EXCERPT PROVIDED ▸
'''
# Rear glass dropped out of my 2004 TT Roadster



## quartersaw (Jun 28, 2005)

The heat index was over 110º here, and the rear glass melted off of the convertible top. :-(
I submitted this as a GLASS claim with my insurance company. (I have Comprehensive coverage) (Still no ruling on if they will pay for this)
The glass is intact, but the defroster connection is FUBAR'd, and the shop that I took it to tells me that the entire top has to be replaced.
(The top is in fine condition)
I was going to have the glass rebonded to the top, but I'll need the defroster for the cold weather.
The shop tells me that a new rear glass cannot be purchased, which is why the entire top must be replaced.
Am I being 'zoomed' here, or are they being straight with me??
HELP!!


----------



## asiwa (Dec 18, 2014)

quartersaw said:


> The heat index was over 110º here, and the rear glass melted off of the convertible top. :-(
> I submitted this as a GLASS claim with my insurance company. (I have Comprehensive coverage) (Still no ruling on if they will pay for this)
> The glass is intact, but the defroster connection is FUBAR'd, and the shop that I took it to tells me that the entire top has to be replaced.
> (The top is in fine condition)
> ...


Pretty sure it's a full top replacement. There have been quite a few threads about it over the years and the consensus seems to be that even if you do manage to reattach it to the top it will simply fall off again, and definitely much more quickly than it did the first time.

Good news is that a new top would probably last the life of the car if you were planning on keeping it that long.

Sent from my Pixel 2 XL using Tapatalk


----------



## .Spatula. (Jul 22, 2012)

I'm in the same boat, my window is broken and a replacement cannot be ordered. 

There are a few options that I have found though. 

1. Some upholstery places will work on convertible tops and can sew in a new window. Depending on the condition of the rest of the top that may or may not be worth it. 
2. You could have lowes cut a sheet of Plexiglas to size and use Goop adhesive to seal the window in the sewn in sleeve...I think this would look about as good as it sounds, but could be fine for a temporary fix.
3. New top... Not what you want to do, but probably the best option.

This is the cheapest top I found https://www.topsonline.com/model/Co...hru_2006_Audi_TT_And_TT_Quattro_Roadster.html

Good luck, I've had plastic drop cloth on my car for a week now...best summer ever!


----------



## quartersaw (Jun 28, 2005)

.Spatula. said:


> I'm in the same boat, my window is broken and a replacement cannot be ordered.
'''
SHORT EXERCISE 1 ▸ In the forum thread about the TT Roadster's rear glass, what reason does the shop give for replacing the entire top?
SHORT EXERCISE 2 ▸ Carry the forum thread about the TT Roadster's rear glass forward from its final line.

[Spatial annotation records]
'''
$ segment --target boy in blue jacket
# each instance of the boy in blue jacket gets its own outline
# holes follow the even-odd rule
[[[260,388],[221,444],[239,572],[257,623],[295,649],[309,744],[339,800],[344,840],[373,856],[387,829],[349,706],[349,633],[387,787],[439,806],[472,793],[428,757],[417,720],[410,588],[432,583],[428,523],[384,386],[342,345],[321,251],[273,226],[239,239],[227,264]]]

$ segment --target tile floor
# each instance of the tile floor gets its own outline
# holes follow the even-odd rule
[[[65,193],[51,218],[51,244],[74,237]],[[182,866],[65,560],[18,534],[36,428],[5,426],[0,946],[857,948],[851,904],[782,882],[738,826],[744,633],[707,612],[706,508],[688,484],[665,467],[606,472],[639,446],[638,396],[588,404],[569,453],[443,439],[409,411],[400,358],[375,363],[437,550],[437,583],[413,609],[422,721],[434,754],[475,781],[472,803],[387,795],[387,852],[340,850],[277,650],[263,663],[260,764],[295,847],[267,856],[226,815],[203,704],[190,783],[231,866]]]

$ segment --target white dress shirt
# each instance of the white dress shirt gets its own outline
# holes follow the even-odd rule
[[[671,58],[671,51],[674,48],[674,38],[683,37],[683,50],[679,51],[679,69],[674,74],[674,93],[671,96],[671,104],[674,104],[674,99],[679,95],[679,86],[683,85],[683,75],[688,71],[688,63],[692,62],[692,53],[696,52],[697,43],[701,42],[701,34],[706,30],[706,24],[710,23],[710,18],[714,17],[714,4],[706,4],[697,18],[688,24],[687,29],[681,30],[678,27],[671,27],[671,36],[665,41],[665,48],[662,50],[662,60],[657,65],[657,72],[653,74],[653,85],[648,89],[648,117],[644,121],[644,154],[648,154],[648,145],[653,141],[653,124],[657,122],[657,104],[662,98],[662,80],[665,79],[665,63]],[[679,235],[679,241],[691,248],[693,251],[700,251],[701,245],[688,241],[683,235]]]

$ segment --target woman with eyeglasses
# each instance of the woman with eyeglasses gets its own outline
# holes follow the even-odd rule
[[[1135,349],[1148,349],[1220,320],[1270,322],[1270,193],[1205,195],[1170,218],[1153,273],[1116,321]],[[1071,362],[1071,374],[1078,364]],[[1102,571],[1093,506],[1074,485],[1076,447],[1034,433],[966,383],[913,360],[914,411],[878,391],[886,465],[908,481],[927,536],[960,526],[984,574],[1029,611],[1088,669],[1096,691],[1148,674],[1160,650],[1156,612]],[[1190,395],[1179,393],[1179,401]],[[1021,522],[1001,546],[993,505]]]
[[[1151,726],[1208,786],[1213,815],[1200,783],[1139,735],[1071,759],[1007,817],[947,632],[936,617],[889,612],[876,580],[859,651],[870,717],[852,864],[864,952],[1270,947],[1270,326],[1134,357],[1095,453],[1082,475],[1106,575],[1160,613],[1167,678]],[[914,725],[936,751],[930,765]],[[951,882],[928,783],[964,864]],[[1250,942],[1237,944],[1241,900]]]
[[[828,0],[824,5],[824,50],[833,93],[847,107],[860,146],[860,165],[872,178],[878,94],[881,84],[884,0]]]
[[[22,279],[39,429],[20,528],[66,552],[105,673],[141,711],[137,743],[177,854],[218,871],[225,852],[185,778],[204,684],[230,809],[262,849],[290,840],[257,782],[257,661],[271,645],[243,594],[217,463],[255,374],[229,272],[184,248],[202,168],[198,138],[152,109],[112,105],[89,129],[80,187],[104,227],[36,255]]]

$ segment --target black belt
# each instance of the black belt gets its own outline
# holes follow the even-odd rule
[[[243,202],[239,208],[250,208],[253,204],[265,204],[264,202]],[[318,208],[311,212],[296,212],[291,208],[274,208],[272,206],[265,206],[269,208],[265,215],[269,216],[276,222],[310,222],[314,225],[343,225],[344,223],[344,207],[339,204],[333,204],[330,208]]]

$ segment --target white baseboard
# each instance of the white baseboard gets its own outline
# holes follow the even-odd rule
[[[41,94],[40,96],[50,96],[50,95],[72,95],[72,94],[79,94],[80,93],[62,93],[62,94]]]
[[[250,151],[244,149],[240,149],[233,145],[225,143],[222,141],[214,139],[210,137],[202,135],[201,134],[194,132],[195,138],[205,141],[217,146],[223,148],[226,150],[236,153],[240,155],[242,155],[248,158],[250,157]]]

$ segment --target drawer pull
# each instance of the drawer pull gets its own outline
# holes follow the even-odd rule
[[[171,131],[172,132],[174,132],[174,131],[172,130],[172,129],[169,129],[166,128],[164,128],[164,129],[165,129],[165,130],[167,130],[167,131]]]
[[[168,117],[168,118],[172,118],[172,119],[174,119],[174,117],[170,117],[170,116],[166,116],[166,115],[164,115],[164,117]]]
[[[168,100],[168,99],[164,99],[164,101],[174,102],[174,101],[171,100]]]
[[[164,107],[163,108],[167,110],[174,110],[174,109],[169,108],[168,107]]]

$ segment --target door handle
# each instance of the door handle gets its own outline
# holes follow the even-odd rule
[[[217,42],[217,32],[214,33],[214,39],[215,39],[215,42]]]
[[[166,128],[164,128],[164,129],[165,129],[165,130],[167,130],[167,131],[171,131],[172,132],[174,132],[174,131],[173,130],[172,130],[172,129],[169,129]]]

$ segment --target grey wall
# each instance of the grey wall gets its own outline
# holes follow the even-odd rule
'''
EXPECTED ANSWER 1 ▸ A new rear glass cannot be purchased.

EXPECTED ANSWER 2 ▸
> 
> There are a few options that I have found though.
> 
> ...


Thanks for the info!
I'm haggling with the insurance co. over this right now. I have 'glass' coverage, but this is a grey area for that coverage. I filed an initial claim, which was denied. The torn away electrical connection from the glass, gives me a shot, as the lack of a defroster is a safety hazard here in the northeast. Next stop will be a junkyard for a glass with the defroster circuit intact, if all else fails...


----------



## quartersaw (Jun 28, 2005)

A happy ending: I didn't think that the odds were in my favor, but the insurance co. has agreed to replace the top minus my $500.00 deductible!


----------



## M-Power M3 (Oct 15, 2007)

quartersaw said:


> A happy ending: I didn't think that the odds were in my favor, but the insurance co. has agreed to replace the top minus my $500.00 deductible!


This is the route everyone should take, I got a brand new top the same way. :thumbup:


----------



## quartersaw (Jun 28, 2005)

M-Power M3 said:


> This is the route everyone should take, I got a brand new top the same way. :thumbup:


Man, it took a lot of time, but we got the TT back with the new ragtop, and it sure looks sweet!
State Farm came through for me!


----------



## Krissrock (Sep 10, 2005)

this is why i went with the hard top. My glass started to fall out, and when i found out the price to get a new top put on, i just decided to spend a lil more and was able to find a hard top... Removed a lot of the convertible top


----------



## M-Power M3 (Oct 15, 2007)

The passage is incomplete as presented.